• _Do this_
Print the listing below word for word, and leave the pictures out.

• _Data provided_

::::

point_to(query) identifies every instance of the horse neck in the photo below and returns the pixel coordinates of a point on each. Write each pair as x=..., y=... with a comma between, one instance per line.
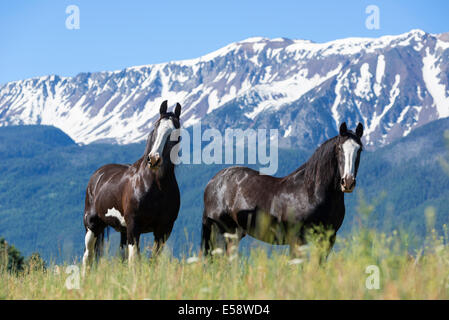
x=320, y=173
x=150, y=176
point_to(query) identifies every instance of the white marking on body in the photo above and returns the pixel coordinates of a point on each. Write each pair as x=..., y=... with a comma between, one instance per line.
x=132, y=253
x=114, y=213
x=164, y=130
x=350, y=149
x=89, y=242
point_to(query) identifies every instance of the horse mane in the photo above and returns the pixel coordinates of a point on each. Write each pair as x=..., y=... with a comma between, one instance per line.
x=321, y=166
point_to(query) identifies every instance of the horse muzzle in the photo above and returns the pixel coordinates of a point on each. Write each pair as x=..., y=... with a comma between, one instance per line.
x=347, y=184
x=154, y=161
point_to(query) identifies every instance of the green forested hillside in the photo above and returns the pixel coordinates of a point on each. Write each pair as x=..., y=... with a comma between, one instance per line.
x=43, y=175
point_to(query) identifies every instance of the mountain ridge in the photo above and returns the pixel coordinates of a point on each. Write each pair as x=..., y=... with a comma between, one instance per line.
x=391, y=84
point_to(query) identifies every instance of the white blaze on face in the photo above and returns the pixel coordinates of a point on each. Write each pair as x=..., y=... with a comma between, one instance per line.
x=163, y=131
x=350, y=149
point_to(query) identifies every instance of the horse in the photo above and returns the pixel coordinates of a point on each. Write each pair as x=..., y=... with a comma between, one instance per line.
x=240, y=201
x=134, y=199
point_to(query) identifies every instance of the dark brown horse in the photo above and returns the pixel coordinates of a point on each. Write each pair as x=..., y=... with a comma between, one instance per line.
x=138, y=198
x=240, y=201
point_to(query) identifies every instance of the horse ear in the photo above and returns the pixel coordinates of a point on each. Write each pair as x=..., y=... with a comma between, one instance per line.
x=163, y=108
x=343, y=129
x=359, y=130
x=177, y=110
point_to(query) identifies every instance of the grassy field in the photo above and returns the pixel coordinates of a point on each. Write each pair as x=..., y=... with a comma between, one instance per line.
x=367, y=265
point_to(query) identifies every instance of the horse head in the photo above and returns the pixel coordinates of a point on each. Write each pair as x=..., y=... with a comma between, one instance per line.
x=349, y=148
x=161, y=144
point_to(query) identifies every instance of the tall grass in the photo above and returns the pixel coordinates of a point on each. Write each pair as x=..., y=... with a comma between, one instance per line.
x=420, y=275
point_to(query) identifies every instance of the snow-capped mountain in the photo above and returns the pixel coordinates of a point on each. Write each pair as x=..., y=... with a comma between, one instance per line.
x=391, y=84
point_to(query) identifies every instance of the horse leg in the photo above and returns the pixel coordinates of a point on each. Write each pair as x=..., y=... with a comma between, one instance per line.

::::

• _Response for this exercise_
point_to(query) identifies every instance of the horse neck in the photo below and returns the pixel coordinates of a point on each. Write each pair as x=..., y=... with a comma between, one instance per line.
x=320, y=173
x=150, y=176
point_to(query) identifies every instance of the white marking on body in the photo above and returns the pixel coordinates of a point on each. Write each pair as x=..., y=... with a comma between, one instance per line.
x=132, y=253
x=114, y=213
x=164, y=130
x=350, y=149
x=89, y=242
point_to(query) identifies every instance of the horse mane in the photo above and returns the pixel coordinates of a point on each. Write each pair as x=..., y=... with a comma between, one instance per line.
x=321, y=166
point_to(query) identifies every instance of the horse muzzle in the photo above and returns the pixel coordinates of a point on each. Write each pair as x=..., y=... with a comma between, one instance per line.
x=347, y=184
x=154, y=161
point_to(query) identifies every instance of the green forested hillside in the photo above and returns the pixel coordinates of a point on each. Write each pair as x=..., y=... with a comma between, one instance per line.
x=43, y=175
point_to(query) identifies every instance of the mountain ridge in the photo above and returns the pixel coordinates of a point on each. Write each pair as x=..., y=... with a comma between, one instance per line.
x=391, y=84
point_to(query) identifies every instance of the white blaze on face in the photo above and returns the pixel coordinates of a point on each. Write each pair as x=..., y=... with a comma between, one instance per line.
x=163, y=131
x=350, y=149
point_to(query) identifies every instance of the horse in the photo above and returns the pixel coordinates of a point on each. Write each pair as x=..., y=... with a comma between, one instance per line.
x=240, y=201
x=134, y=199
point_to(query) identifies every instance of the dark brown horse in the photo above and returns the pixel coordinates of a point on each. Write each pair as x=..., y=... with a comma between, one instance per line.
x=138, y=198
x=240, y=201
point_to(query) identifies every instance of the horse ear in the photo above and returns the pixel coordinates of a point on each. Write each pair as x=..., y=... with a comma between, one instance per line.
x=163, y=108
x=343, y=129
x=359, y=130
x=177, y=110
point_to(query) identifies every instance of the grassy field in the photo above and returns the pixel coordinates of a point on each. Write each pair as x=..., y=... with a comma between, one instance per line.
x=367, y=265
point_to(query) identifies every instance of the horse head in the photo above and returns the pixel coordinates of a point on each. Write each pair as x=..., y=... with a comma between, one instance per line.
x=349, y=148
x=161, y=144
point_to(query) identifies every instance of the tall grass in the photo above and returns the pixel coordinates of a point on each. Write each pair as x=..., y=... with a comma between, one instance per line.
x=420, y=275
point_to(query) identifies every instance of the snow-capped mountain in the photo above and returns the pixel coordinates of a point on each. Write each pair as x=..., y=... with a comma between, one instance per line.
x=391, y=84
point_to(query) identifies every instance of the horse leg in the photo above and returns the pixel coordinates of a point on each. Write each pair as x=..., y=... with a comma between, one instance per line.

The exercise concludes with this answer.